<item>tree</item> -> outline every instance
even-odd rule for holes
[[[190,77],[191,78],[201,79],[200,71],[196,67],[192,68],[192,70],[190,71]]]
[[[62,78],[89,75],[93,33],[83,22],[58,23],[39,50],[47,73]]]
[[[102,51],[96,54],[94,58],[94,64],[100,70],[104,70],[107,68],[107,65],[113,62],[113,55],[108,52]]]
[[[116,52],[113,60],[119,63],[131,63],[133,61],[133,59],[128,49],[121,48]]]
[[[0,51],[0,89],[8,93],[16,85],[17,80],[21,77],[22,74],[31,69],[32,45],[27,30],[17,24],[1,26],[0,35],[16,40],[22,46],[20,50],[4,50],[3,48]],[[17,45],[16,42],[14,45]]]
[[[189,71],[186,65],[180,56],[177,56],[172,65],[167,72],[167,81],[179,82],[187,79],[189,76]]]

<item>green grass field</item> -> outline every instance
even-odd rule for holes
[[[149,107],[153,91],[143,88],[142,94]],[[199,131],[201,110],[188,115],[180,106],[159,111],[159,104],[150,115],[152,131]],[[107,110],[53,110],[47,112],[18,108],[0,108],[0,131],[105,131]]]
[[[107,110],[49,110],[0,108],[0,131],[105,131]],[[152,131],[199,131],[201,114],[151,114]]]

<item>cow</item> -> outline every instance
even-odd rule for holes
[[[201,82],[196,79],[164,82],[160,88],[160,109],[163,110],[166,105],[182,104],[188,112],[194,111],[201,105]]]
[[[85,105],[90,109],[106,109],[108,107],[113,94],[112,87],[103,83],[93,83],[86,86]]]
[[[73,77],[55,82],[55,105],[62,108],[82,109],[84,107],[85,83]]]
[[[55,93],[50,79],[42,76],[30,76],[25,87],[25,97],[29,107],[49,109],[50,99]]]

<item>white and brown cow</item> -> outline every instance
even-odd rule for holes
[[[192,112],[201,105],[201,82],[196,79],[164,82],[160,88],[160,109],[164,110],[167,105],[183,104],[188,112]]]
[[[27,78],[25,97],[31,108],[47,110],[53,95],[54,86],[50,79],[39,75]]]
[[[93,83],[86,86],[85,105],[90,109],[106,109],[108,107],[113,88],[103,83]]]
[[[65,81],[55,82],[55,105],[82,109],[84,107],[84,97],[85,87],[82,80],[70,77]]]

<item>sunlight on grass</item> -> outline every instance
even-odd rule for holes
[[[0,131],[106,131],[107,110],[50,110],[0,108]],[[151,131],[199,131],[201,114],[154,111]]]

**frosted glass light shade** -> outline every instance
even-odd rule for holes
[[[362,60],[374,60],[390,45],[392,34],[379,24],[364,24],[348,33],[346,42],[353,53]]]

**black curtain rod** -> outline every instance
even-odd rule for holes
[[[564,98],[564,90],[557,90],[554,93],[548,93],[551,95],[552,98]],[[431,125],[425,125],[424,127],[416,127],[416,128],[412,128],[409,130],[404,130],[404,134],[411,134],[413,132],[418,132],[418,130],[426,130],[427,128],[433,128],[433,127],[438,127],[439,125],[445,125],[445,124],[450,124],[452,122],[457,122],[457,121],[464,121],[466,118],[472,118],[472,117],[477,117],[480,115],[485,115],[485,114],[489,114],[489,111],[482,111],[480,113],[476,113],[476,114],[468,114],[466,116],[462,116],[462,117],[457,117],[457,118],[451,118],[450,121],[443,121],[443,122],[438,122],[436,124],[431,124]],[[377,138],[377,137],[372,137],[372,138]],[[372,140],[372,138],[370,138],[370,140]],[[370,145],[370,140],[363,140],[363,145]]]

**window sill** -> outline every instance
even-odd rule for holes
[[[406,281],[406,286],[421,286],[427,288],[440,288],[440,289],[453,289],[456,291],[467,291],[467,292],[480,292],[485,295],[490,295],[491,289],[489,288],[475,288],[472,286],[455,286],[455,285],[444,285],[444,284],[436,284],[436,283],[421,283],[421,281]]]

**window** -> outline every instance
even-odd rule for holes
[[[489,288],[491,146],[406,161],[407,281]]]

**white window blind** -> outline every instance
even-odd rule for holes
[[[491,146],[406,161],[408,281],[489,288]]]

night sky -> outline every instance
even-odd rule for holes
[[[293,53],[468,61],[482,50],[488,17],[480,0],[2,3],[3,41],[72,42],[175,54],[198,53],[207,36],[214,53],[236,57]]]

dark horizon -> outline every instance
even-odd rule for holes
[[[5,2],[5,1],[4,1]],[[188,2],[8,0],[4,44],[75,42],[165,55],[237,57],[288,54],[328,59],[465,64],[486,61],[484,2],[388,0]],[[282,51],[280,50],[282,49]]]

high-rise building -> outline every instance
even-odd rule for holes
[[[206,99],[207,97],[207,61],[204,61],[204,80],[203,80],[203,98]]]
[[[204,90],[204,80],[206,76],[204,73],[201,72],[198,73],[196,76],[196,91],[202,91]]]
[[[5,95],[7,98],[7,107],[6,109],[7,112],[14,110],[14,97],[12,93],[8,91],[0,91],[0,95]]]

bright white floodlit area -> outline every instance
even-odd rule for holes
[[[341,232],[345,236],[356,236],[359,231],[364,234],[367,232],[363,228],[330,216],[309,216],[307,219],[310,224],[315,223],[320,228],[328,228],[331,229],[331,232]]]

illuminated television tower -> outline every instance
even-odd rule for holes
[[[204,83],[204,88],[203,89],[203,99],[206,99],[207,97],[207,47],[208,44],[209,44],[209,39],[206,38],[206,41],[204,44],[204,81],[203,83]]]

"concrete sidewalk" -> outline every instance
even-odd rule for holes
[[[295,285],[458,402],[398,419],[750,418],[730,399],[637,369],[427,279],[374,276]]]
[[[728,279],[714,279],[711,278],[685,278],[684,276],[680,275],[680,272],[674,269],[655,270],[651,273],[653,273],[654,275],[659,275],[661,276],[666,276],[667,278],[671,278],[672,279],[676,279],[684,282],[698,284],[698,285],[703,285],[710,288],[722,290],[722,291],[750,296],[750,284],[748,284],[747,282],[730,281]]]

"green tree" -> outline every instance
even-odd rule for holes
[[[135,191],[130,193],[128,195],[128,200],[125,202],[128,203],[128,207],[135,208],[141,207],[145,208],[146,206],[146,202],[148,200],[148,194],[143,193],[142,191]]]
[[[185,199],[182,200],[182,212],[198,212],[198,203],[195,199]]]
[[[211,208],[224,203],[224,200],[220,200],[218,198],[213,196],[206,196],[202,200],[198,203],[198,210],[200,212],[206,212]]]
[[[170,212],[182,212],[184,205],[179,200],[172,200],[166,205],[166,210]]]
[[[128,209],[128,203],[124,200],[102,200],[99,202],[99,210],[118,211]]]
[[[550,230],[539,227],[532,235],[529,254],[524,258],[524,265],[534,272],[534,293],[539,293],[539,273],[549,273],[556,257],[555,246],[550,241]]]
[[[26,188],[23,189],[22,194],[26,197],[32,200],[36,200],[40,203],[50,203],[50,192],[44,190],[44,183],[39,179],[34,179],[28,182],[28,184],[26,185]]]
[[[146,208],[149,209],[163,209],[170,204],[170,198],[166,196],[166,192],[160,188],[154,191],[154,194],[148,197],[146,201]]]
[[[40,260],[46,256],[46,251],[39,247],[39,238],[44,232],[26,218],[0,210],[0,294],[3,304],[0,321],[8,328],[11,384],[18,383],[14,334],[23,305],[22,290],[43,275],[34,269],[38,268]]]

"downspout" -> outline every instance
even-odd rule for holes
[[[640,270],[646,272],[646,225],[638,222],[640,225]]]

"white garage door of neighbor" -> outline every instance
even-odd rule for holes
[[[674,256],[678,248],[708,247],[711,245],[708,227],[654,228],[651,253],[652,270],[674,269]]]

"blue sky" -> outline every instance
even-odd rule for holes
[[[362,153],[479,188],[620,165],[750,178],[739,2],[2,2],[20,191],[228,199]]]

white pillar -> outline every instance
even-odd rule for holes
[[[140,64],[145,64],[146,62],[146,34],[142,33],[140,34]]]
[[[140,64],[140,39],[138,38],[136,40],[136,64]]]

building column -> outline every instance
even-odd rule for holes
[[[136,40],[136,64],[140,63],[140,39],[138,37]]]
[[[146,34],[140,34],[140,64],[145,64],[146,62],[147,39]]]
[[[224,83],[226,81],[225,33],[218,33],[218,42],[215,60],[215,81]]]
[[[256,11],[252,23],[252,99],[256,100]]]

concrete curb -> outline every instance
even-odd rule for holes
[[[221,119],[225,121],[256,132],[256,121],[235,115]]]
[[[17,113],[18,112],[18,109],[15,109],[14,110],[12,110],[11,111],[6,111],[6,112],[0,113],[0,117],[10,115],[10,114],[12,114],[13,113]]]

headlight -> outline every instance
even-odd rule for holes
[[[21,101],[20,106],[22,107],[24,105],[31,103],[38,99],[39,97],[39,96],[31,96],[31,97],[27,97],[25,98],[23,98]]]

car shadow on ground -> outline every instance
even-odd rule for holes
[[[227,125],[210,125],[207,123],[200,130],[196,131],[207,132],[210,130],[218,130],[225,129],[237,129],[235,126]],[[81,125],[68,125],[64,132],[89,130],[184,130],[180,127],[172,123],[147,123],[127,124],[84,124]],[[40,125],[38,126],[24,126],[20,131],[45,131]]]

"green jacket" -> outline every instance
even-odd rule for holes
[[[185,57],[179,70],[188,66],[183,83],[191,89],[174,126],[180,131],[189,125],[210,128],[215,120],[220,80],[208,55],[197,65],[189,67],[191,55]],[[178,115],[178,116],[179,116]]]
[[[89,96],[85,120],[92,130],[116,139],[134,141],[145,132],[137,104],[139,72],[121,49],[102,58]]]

------------------------------------

**Do this:** Gather every line of the listing above that contains the string "item".

**The completed task:**
<item>tree</item> -> outline every instance
<item>green grass field</item> -> outline every instance
<item>cow</item> -> outline every instance
<item>white and brown cow</item> -> outline every instance
<item>sunlight on grass</item> -> outline every instance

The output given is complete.